- [SOURCE PASSAGE]

#####

Wireless from the inside out

by billso on Monday, 5 February 2007

Yesterday’s New York Times fea­tured an arti­cle by Pro­fes­sor Ran­dall Stross about an way to pro­vide wire­less broad­band Inter­net con­nec­tions using repeaters and mesh networks.

Many of my stu­dents use wire­less routers at home that run one or more vari­eties of WiFi or 802.11 net­work­ing. An indi­vid­ual router placed inside a build­ing can cover an area that is lim­ited by the strength of the router’s radio, the walls of the build­ing, and other factors.

Of course, a wire­less router needs some sort of con­nec­tion to the Inter­net. For most users in Hawaii, they use a land­line con­nec­tion pro­vided by Time Warner Cable’s Road Run­ner cable modems, or Hawai­ian Telcom’s DSL service.

While many users con­nect their cable modem or DSL modem directly to their com­puter, it’s much safer to plug that Inter­net con­nec­tion into an inter­me­di­ate device called a router. The router can pro­vide a fire­wall that lim­its exter­nal access to the com­put­ers con­nected to the router, while the router man­ages and con­trols the com­put­ers’ access to the Inter­net. Home routers can also cre­ate a local area net­work (LAN) that lets users in a house­hold share files and print­ers.
WiMax sys­tems like Clear­wire use cell phone tow­ers to blan­ket a geo­graphic area. This is an outside-in approach, because the sig­nal might not pen­e­trate very far into a build­ing. Clear­wire modems use a direc­tional antenna that pro­vides a good sig­nal as long as the modem is close to an exte­rior window.

Of course, users can con­nect a Clear­wire modem to a WiFi router to imple­ment a wire­less net­work, but Intel has been devel­op­ing chips that will let portable com­put­ers use WiMax sig­nals.
The Times arti­cle dis­cusses how wire­less routers can be tied together in a mesh net­work, so that each router repeats the sig­nals of neigh­bor­ing devices. This allows a mesh net­work to pro­vide recep­tion for a build­ing from the inside-out, and helps elim­i­nate the sig­nal strength issues that wire­less users often encounter in the real world.

#####

- [DATASET]
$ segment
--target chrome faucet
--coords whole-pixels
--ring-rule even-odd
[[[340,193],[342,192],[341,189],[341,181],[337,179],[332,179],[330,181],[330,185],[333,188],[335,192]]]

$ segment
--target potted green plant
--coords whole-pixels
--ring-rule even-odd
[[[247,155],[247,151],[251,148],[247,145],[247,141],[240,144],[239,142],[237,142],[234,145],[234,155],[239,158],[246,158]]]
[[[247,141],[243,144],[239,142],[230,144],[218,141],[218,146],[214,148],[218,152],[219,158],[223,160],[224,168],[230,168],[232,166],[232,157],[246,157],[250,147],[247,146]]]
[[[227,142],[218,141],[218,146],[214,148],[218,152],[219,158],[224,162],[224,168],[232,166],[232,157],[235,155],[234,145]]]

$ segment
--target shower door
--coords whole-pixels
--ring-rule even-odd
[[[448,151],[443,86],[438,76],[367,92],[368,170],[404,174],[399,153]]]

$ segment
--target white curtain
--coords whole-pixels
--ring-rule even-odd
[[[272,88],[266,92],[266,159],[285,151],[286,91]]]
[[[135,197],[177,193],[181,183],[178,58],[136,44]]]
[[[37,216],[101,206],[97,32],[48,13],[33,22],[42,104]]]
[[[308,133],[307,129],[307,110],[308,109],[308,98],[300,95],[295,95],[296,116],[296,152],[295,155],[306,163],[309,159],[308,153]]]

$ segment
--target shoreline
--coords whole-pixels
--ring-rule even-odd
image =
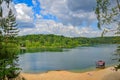
[[[104,80],[104,78],[106,78],[109,74],[120,75],[120,71],[116,72],[113,67],[108,67],[105,69],[96,69],[77,73],[64,70],[48,71],[46,73],[37,74],[21,73],[21,76],[23,76],[26,80]]]

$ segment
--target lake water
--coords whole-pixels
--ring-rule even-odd
[[[25,53],[19,56],[23,72],[40,73],[50,70],[82,71],[95,69],[96,61],[104,60],[106,65],[115,64],[114,51],[118,45],[96,45],[77,47],[63,52]]]

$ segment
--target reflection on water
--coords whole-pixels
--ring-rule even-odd
[[[95,68],[98,60],[104,60],[107,65],[114,64],[112,60],[117,45],[96,45],[92,47],[77,47],[63,52],[26,53],[19,57],[23,72],[46,72],[49,70],[85,70]]]

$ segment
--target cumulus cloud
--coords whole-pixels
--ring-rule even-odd
[[[80,26],[96,21],[93,8],[95,0],[39,0],[42,14],[55,15],[65,25]]]
[[[92,27],[74,27],[72,25],[63,25],[53,20],[40,19],[36,22],[35,28],[24,28],[20,35],[25,34],[56,34],[67,37],[94,37],[100,36],[101,31],[96,31]]]
[[[17,23],[20,28],[34,27],[34,12],[32,7],[28,7],[25,3],[19,3],[15,5],[17,13]]]

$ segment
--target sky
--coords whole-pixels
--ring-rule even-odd
[[[96,0],[13,0],[19,35],[98,37]],[[108,35],[110,35],[108,33]]]

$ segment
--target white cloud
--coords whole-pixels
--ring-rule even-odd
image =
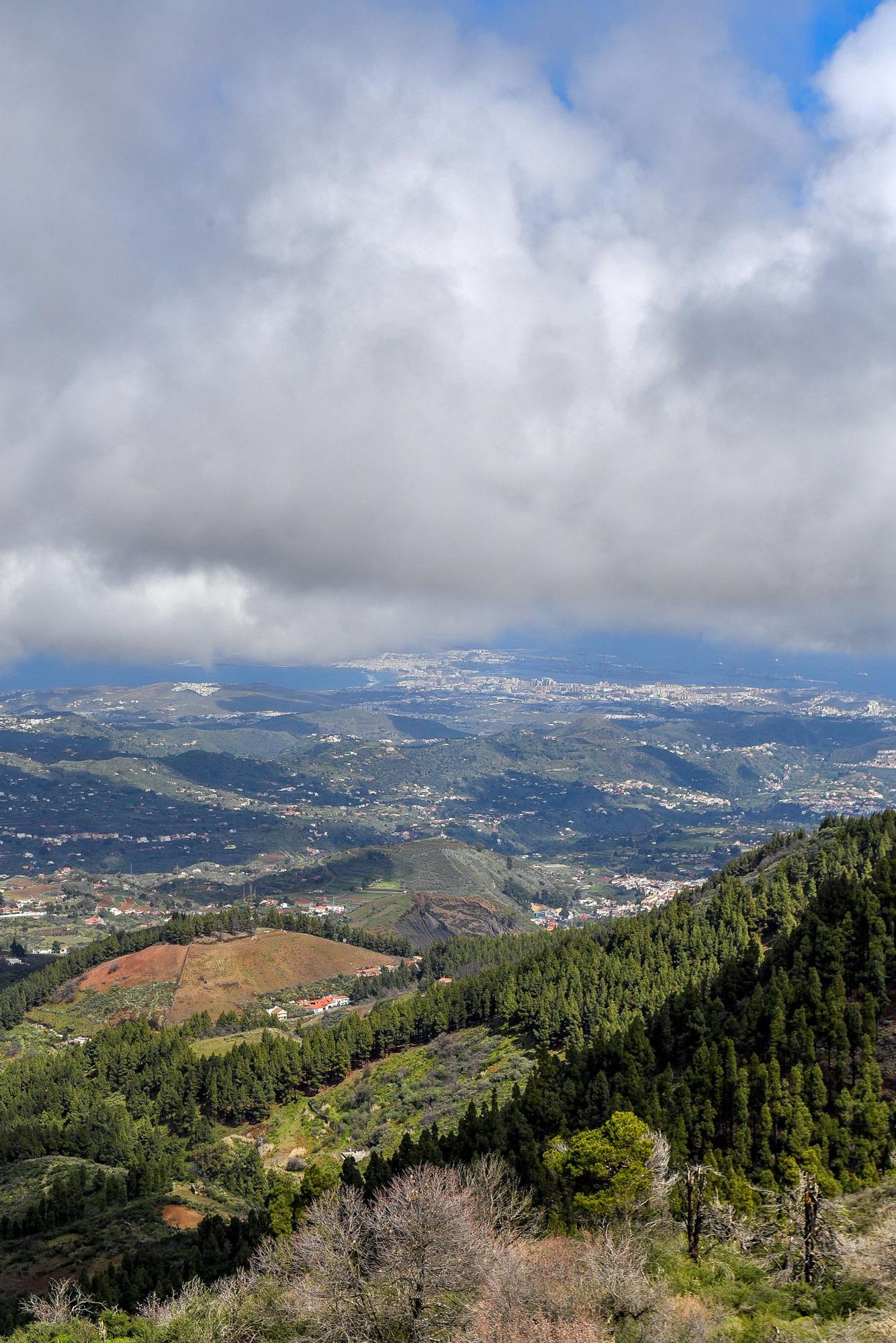
[[[249,9],[0,13],[0,653],[896,645],[892,0],[811,130],[693,13],[567,106],[431,11]]]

#####

- [PARTS OF THE EXERCISE]
a) Check whether each statement below agrees with the post about wireless broadband, and answer yes or no for each, quoting the words from the post that decide it.
(i) Clearwire modems rely on a directional antenna.
(ii) Most users in Hawaii reach the Internet through a satellite link.
(iii) The post calls WiMax an inside-out approach.
b) Pick up the post about wireless broadband and mesh networks where it stops, and write the next part.

- [THE ANSWERS]
a)
(i) Yes: "Clear­wire modems use a direc­tional antenna"
(ii) No: "they use a land­line con­nec­tion pro­vided by Time Warner Cable’s Road Run­ner cable modems, or Hawai­ian Telcom’s DSL service"
(iii) No: "This is an outside-in approach"

b)
As more users pur­chase a repeater device and add it to the net­work, the mesh net­work becomes stronger and more robust. Mer­aki is field-testing a sys­tem that, in one imple­men­ta­tion in Port­land, Ore­gon, used 400 wire­less routers to share the band­width of 5 DSL con­nec­tions among hun­dreds of apart­ments. This isn’t enough band­width for the ded­i­cated War­craft player, YouTube viewer or a small busi­ness, but it will han­dle users who want to check e-mail or retrieve sim­ple web pages.

Mer­aki has two ver­sions of its repeater device in devel­ope­ment: an indoor device for US$49, and a ruggedi­zed out­door device for US$99. This cost doesn’t cover the final con­nec­tion to the Inter­net. The ser­vice could be donated, or the cost could be shared among users.

IS 6100 stu­dents should note that this is an inter­est­ing com­bi­na­tion of hard­ware dis­cussed in chap­ters 3 and 6, along with a great exam­ple of how a mesh net­work (p 231 in our IS 6100 text­book) might actu­ally be deployed.

IS 7010 stu­dents should note that the Mer­aki mesh net­work is a dis­rup­tive tech­nol­ogy that over­comes the “last 10 yards” issue dis­cussed in the Times arti­cle. Intel is a major backer of the unap­proved mobile ver­sion of WiMax. Mer­aki devices could use a fixed WiMax con­nec­tion, but they don’t have to, as the test imple­men­ta­tion shows.

Repeater devices would also cut into the sub­scrip­tion base of cable modem and DSL providers. All a repeater does is receive a sig­nal and repeat it at a higher strength to another con­nec­tion. Repeaters are used to pro­vide radio and tele­vi­sion sig­nals to the neigh­bor islands in the state of Hawaii.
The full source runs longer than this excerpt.